_STUDY QUESTIONS_
[1] Reproduce the passage of the article on Daret St. Clair's award that starts with "St. Clair's career" and goes on through "progression of cancer.".
[2] In the article on Daret St. Clair's award, in which city was the SfRBM's 25th Annual Conference held?

_TEXT PROVIDED_
========================

LEXINGTON, Ky. (Nov. 27, 2018) – University of Kentucky Markey Cancer Center researcher Daret St. Clair, Ph.D., has been named the 2018 Lifetime Achievement Award Recipient from the Society for Redox Biology and Medicine (SfRBM). St. Clair received the award and gave a feature lecture at the SfRBM’s 25th Annual Conference in Chicago earlier this month.
St. Clair's career is marked by her seminal work on the role of manganese superoxide dismutase (MnSOD) in cancer development and therapy. Her research has resolved long-debated questions about MnSOD expression in cancer and has demonstrated that the presence of MnSOD inversely regulates the induction and progression of cancer.
Her investigations of the mechanisms mediating the unique role of MnSOD are fundamental contributions to the recognition that cancer cells are under higher oxidative stress than their normal cell counterparts. Her studies have elevated the redox biology field to its stature as an important component of cancer research.

========================

_DATA SHOWN_
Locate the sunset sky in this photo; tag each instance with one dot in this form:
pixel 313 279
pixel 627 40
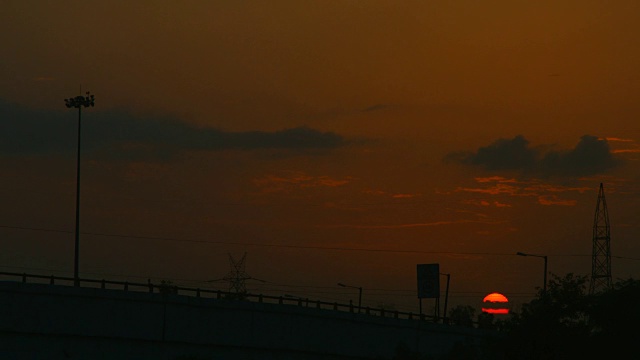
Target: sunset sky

========================

_ANSWERS BY TASK_
[1]
St. Clair's career is marked by her seminal work on the role of manganese superoxide dismutase (MnSOD) in cancer development and therapy. Her research has resolved long-debated questions about MnSOD expression in cancer and has demonstrated that the presence of MnSOD inversely regulates the induction and progression of cancer.

[2] Chicago